Continue the runner's knee article from where it stops.

Text passage:
--*--
Undoubtedly one of the most common running ailments, runner's knee or patellofemoral pain syndrome (PFPS), can hamper your training or leave you completely sidelined.
The pain associated with runner's knee is located under, slightly above or below the kneecap. It generally worsens when athletes run uphill, downhill or up and down stairs. A popping sensation is sometimes audible. In the worst cases, the knee may swell.
A term used to describe a number of knee issues, runner's knee often occurs because of an increase in mileage. While some harriers will experience sporadic pain, others have problems nearly every time they add miles. The condition can also be related to poor running form and core strength.
"A lot of these injuries result from motion or mobility problems in the hip or low back," explains Dr. Aaron LeBauer, a physical therapist based in Greensboro, North Carolina. "Or it can be an instability issue because of lack of core engagement. If you have an imbalance that causes the leg to be unstable, it may be a hip control issue."
--*--
Given information:
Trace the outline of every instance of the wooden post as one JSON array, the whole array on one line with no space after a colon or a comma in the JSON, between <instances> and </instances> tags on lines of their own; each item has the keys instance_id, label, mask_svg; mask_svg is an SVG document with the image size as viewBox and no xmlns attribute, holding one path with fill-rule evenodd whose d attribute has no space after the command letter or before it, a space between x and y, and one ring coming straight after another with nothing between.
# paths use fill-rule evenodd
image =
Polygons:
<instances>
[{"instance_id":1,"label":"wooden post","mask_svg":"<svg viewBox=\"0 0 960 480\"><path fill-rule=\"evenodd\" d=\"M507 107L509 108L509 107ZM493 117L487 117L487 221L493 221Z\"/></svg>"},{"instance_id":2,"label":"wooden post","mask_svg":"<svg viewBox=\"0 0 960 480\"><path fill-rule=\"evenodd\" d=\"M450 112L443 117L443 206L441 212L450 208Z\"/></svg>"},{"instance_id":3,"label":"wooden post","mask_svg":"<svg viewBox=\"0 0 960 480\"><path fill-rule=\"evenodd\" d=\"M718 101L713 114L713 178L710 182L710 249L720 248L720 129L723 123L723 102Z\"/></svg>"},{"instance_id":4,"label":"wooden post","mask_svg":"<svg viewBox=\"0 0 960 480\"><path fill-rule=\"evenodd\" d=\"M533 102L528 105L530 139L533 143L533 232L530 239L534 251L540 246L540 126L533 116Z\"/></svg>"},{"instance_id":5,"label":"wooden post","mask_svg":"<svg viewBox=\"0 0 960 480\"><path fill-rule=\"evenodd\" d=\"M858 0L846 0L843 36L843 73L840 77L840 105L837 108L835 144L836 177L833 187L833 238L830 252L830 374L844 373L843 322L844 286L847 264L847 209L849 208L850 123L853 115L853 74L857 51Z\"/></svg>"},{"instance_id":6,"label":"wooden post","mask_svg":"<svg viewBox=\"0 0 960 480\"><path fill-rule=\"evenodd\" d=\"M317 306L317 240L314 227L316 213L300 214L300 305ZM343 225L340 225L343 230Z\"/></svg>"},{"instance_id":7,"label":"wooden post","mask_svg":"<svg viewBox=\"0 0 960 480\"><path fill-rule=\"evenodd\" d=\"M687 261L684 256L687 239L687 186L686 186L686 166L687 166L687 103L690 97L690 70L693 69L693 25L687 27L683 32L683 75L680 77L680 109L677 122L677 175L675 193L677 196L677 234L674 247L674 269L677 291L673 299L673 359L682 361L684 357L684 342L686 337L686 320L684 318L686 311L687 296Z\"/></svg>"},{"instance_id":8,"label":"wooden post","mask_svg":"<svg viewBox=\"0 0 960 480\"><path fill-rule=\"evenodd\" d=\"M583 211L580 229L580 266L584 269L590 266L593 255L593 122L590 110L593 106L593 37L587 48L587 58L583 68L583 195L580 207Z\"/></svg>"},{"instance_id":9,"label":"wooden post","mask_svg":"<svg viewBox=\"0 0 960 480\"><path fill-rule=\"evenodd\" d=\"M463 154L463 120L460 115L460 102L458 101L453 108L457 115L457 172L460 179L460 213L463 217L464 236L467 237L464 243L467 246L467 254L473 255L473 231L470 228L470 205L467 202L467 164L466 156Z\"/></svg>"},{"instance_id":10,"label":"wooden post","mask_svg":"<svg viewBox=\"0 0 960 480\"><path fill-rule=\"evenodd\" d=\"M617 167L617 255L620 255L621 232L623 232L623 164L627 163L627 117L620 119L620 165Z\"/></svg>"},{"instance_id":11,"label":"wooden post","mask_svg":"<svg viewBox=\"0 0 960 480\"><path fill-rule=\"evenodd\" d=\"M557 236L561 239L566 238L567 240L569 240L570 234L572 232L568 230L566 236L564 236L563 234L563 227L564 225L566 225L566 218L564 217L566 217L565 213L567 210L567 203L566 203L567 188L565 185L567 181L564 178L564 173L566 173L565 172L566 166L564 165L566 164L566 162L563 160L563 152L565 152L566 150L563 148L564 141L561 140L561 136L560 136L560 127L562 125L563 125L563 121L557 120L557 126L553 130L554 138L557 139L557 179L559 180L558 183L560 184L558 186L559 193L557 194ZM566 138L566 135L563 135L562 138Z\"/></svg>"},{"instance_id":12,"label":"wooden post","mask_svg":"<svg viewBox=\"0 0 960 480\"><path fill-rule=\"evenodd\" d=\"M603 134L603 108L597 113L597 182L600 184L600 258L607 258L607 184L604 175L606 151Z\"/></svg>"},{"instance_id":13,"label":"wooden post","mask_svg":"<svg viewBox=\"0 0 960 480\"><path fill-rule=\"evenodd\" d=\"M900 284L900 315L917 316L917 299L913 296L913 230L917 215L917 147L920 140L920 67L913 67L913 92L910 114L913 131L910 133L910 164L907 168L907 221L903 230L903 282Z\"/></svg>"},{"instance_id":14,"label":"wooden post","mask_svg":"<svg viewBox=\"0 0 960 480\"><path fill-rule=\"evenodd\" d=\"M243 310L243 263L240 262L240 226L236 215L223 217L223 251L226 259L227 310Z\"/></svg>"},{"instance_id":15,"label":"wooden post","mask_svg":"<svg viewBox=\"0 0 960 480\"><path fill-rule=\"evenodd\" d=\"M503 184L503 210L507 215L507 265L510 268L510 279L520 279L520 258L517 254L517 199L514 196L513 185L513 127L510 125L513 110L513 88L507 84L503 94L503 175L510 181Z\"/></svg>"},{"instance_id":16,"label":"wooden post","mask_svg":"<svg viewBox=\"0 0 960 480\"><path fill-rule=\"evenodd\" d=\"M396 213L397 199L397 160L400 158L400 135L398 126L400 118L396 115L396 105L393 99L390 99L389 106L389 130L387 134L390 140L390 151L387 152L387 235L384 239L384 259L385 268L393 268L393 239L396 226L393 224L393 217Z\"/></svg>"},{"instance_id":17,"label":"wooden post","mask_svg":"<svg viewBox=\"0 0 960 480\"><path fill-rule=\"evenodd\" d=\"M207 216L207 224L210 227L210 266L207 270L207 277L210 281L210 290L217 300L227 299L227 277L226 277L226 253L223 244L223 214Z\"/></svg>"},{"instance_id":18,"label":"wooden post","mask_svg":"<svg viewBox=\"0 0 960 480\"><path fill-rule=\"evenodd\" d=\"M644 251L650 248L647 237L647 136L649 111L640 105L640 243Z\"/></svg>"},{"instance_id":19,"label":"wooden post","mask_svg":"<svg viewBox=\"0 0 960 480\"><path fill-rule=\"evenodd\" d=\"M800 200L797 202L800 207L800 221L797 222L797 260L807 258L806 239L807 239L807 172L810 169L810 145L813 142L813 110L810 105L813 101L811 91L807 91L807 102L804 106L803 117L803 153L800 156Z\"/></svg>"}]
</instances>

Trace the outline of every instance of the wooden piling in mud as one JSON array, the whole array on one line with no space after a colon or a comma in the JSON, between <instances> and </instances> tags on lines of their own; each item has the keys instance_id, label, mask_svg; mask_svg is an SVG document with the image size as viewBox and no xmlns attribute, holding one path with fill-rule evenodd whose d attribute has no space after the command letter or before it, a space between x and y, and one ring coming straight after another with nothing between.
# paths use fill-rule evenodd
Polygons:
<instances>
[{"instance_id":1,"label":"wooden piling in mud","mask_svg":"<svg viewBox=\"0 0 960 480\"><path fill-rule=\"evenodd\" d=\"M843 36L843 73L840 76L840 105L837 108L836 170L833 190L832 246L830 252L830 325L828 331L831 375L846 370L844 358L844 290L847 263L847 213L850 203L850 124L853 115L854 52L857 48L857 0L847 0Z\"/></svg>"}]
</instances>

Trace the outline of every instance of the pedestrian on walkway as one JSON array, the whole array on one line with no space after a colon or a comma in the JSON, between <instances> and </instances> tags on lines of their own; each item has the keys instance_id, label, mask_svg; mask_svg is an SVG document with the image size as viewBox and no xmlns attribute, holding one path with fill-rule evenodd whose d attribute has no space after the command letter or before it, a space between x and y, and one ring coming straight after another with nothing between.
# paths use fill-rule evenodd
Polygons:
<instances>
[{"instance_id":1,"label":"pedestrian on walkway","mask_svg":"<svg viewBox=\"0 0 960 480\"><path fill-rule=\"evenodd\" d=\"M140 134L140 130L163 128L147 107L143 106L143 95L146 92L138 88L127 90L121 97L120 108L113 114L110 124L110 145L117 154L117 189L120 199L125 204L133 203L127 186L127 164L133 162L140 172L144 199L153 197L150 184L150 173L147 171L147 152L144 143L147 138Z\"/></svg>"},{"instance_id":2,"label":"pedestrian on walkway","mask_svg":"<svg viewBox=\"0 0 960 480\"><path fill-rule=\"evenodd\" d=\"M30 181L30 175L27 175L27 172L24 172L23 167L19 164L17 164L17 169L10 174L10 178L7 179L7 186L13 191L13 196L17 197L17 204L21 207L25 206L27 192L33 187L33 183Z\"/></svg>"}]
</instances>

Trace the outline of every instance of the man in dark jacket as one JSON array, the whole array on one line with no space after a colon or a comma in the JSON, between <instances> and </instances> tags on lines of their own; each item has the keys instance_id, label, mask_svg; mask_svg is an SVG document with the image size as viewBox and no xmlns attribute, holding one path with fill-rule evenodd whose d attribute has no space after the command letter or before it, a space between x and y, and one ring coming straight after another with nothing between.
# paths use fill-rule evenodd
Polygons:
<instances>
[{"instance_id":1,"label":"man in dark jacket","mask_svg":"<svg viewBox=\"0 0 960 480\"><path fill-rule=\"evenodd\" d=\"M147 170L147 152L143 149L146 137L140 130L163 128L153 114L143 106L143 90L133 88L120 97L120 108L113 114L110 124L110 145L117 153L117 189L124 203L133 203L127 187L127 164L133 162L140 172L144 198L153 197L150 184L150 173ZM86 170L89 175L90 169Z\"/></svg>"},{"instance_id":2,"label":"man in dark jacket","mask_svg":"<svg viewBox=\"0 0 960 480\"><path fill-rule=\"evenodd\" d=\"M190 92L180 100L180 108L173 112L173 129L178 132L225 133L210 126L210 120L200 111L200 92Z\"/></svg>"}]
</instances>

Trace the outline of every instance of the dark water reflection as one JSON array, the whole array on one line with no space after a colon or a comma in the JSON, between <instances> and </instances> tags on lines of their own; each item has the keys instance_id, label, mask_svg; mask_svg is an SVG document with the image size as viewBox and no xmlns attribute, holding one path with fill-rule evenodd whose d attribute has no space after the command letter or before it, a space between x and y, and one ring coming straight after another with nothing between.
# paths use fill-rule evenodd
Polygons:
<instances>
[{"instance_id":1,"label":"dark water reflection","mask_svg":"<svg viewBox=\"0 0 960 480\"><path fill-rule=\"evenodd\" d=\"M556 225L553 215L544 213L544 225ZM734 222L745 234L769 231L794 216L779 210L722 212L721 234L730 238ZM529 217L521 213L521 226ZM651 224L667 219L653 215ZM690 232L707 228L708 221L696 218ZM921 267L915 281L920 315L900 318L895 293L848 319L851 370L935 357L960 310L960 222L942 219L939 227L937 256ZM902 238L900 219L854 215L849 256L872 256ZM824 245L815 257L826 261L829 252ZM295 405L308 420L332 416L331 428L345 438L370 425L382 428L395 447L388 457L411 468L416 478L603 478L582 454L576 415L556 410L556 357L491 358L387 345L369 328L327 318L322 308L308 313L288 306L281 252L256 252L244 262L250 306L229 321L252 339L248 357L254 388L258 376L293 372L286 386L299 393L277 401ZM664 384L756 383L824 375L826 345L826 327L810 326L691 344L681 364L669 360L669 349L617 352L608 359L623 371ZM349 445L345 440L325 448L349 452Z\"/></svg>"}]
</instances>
--*--
Response area:
Indeed, strength and mobility imbalances will have a greater effect on the body over increased mileage, resulting in issues like runner's knee. The dilemma is you often won't know you have these imbalances until your knee starts to nag you. At this point, it becomes important to back off and identify where the injury originated.
"The biggest problem is that people don't listen to their bodies and they run through pain," says LeBauer. "Running through sharp, shooting pain just makes the issue worse; [runners who do this] end up in my office because they keep running rather than resting or seeking treatment earlier."
Runner's Knee Treatment and Prevention
When it comes to treatment, LeBauer says it is important to trace back to the root cause of the pain, and focus on correcting it.